#### Schriftliche Aufgabe a:
Prüfe anhand des folgenden Textes über Osterfeuer und Feinstaub, ob die Aussagen (i), (ii) und (iii) zutreffen. Beantworte jede mit Ja oder Nein und zitiere die entscheidenden Worte des Textes wörtlich.
(i) Laut der Studie des Umweltbundesamtes ist der Brauch der Osterfeuer vorwiegend auf den Süden Deutschlands beschränkt.
(ii) Die Grenzwerte dürfen an 35 Tagen im Jahr überschritten werden.
(iii) Die Osterfeuer sollen verboten werden.

#### Ausgangstext:
Nichts anderes als konzentrierter Feinstaub

Was früher einfach nur ein großes Spektakel war, erntet heute misstrauische Blicke der Umweltbehörden. Sind die aufsteigenden Rauchschwaden doch nichts anderes als konzentrierter Feinstaub. Nach einer Studie des Umweltbundesamtes  kann man an den Partikelkonzentrationen zu Ostern ablesen, dass der Brauch vorwiegend auf den Nordwesten Deutschlands beschränkt ist. Nur an kostbaren 35 Tagen im Jahr dürfen nach der Feinstaubrichtlinie und der Bundesimmissionsschutzverordnung die Grenzwerte überschritten werden und allein die Osterfeuer können je nach Witterung für einen davon verantwortlich sein, so die Studie. Gut, dass nicht häufiger Ostern ist.

Verbieten will man die Osterfeuer dennoch nicht. Für Ruprecht Schleyer, Leiter des Luftmessnetzes des Umweltbundesamtes, ist das wie mit dem Dreck unter den Fingernägeln. "Wenn Sie Ihr Auto sauber gemacht haben und von oben bis unten verschmiert sind, dann duschen Sie zuerst und machen den Schmutz unter den Fingernägeln als Letztes weg." Genauso sollte man zunächst die Hauptquellen für Feinstaub beseitigen.

(Gespeicherte Einträge)
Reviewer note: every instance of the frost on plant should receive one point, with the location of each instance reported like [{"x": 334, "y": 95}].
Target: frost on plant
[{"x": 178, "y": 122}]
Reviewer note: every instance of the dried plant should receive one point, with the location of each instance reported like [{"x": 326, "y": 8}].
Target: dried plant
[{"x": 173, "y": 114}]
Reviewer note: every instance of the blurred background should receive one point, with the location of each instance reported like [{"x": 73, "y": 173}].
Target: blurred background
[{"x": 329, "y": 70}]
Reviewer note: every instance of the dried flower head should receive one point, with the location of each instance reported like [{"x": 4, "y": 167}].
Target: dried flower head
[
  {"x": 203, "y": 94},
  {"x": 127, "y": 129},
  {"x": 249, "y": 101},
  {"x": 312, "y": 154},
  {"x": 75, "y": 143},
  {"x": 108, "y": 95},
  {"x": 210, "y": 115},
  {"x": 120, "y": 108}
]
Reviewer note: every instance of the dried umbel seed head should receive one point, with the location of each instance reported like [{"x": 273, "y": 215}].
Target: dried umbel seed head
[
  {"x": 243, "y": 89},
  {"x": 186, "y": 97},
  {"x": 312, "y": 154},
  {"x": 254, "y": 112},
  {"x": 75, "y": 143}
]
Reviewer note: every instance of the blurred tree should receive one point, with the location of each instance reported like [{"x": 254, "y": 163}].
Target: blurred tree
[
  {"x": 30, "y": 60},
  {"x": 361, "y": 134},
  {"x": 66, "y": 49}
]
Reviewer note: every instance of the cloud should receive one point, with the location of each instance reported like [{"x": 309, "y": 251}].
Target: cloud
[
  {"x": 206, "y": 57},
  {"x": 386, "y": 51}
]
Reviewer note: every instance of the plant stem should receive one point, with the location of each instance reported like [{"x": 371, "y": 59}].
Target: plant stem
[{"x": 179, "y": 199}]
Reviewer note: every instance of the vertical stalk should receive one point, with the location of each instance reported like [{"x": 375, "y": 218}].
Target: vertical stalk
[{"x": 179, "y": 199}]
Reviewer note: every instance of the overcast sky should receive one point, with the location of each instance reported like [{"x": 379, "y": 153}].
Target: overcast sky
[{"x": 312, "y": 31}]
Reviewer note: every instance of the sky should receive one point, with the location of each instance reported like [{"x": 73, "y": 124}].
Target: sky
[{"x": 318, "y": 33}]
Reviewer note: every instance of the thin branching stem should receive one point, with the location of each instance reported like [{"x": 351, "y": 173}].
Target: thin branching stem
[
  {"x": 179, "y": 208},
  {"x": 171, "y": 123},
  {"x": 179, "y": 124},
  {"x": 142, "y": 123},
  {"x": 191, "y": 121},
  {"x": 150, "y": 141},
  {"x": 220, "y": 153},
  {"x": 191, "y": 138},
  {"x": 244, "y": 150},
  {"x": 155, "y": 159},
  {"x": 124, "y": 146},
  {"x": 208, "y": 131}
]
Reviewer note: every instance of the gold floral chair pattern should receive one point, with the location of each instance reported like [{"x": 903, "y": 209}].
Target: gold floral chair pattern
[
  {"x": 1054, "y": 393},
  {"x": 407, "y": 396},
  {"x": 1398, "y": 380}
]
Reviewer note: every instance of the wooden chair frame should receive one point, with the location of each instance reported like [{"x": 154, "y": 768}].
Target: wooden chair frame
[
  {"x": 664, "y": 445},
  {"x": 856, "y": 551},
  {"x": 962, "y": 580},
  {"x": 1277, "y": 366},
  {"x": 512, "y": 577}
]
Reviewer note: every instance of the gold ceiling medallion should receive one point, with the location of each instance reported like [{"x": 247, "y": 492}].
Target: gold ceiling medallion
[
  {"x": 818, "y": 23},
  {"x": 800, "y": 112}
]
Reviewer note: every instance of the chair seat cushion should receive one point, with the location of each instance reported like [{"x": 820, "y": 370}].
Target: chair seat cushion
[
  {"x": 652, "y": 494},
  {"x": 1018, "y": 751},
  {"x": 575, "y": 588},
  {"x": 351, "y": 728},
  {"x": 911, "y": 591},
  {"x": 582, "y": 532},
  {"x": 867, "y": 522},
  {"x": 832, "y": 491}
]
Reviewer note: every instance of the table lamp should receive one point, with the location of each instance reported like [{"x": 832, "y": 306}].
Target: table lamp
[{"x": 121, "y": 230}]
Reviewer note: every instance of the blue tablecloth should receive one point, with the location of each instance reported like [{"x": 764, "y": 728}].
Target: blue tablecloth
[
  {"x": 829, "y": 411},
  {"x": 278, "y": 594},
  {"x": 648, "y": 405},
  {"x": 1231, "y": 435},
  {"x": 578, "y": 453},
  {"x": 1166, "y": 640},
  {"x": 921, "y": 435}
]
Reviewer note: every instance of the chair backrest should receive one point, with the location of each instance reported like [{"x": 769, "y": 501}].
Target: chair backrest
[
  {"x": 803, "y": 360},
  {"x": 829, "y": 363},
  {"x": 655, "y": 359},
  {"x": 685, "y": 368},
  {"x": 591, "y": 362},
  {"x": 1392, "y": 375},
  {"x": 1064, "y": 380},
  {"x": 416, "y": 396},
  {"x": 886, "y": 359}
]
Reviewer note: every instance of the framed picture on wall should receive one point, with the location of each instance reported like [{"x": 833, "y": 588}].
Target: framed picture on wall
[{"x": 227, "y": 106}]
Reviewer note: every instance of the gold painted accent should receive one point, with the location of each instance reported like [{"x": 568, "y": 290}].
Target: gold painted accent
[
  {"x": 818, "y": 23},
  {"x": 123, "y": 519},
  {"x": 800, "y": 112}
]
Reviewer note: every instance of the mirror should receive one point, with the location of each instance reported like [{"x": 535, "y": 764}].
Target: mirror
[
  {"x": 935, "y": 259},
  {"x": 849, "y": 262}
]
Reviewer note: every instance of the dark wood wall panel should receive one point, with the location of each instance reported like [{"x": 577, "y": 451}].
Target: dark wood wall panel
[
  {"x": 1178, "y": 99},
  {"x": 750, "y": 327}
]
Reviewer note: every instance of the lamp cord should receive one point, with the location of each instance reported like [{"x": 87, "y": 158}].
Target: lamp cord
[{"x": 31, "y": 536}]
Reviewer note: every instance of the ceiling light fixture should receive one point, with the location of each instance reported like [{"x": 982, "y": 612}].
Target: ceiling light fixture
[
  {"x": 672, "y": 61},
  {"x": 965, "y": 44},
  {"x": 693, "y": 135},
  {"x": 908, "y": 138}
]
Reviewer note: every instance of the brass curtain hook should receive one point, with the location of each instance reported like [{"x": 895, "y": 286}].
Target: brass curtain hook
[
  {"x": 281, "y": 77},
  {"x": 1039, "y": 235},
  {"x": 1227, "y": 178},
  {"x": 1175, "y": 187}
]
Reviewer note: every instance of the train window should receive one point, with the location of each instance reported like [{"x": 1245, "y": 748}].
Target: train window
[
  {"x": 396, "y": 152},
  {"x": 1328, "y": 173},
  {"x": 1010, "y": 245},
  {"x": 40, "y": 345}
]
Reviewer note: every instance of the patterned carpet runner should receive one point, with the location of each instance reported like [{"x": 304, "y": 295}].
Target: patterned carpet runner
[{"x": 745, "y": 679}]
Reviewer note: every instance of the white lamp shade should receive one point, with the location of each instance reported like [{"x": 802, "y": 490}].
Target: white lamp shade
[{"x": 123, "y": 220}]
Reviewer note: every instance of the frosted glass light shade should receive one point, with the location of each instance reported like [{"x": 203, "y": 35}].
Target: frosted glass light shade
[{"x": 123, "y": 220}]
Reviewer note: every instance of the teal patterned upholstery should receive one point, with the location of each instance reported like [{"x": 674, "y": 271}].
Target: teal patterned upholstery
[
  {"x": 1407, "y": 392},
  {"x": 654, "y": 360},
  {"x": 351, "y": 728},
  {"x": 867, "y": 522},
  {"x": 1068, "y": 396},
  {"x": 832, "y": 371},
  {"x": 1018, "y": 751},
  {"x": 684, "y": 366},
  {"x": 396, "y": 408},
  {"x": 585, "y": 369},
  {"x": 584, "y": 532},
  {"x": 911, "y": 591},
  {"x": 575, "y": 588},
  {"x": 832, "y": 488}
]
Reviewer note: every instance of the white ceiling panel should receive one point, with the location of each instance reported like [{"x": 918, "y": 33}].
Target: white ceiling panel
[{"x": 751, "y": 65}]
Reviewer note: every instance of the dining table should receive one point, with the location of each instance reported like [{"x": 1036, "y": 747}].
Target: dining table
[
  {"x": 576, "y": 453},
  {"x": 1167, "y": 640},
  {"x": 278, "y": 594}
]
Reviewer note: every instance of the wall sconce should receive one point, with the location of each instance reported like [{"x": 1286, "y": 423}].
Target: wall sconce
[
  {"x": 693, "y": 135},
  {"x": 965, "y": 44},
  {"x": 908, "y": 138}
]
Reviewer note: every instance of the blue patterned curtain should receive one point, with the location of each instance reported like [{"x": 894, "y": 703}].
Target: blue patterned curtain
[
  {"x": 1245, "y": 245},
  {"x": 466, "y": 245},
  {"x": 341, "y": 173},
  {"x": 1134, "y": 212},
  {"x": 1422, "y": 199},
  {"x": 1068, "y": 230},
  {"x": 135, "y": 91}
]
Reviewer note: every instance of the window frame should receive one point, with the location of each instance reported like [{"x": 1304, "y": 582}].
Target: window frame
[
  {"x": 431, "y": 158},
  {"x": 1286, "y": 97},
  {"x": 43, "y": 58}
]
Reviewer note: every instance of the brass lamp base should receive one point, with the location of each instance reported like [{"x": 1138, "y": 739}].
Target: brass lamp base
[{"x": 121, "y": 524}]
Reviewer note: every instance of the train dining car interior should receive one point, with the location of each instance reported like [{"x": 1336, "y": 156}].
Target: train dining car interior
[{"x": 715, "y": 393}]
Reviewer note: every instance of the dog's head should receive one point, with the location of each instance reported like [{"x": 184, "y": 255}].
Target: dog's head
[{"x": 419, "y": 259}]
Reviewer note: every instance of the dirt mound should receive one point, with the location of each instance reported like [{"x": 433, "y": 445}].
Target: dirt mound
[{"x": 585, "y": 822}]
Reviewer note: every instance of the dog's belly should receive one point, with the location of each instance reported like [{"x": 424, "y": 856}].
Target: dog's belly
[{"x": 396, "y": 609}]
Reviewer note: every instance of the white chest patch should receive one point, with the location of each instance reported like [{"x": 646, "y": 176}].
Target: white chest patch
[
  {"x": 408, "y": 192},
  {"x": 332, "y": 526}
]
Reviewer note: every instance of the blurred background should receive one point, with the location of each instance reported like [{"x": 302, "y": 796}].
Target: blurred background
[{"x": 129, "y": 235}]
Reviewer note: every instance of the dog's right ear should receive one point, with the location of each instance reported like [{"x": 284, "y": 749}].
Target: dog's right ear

#### Schriftliche Aufgabe b:
Sammle aus den Einträgen jede Zeile, in der das Wort „carpet“ vorkommt.

#### Ausgearbeitete Lösung a:
(i) Nein: „dass der Brauch vorwiegend auf den Nordwesten Deutschlands beschränkt ist“
(ii) Ja: „Nur an kostbaren 35 Tagen im Jahr dürfen nach der Feinstaubrichtlinie und der Bundesimmissionsschutzverordnung die Grenzwerte überschritten werden“
(iii) Nein: „Verbieten will man die Osterfeuer dennoch nicht.“

#### Ausgearbeitete Lösung b:
Reviewer note: every instance of the patterned carpet runner should receive one point, with the location of each instance reported like [{"x": 304, "y": 295}].
Target: patterned carpet runner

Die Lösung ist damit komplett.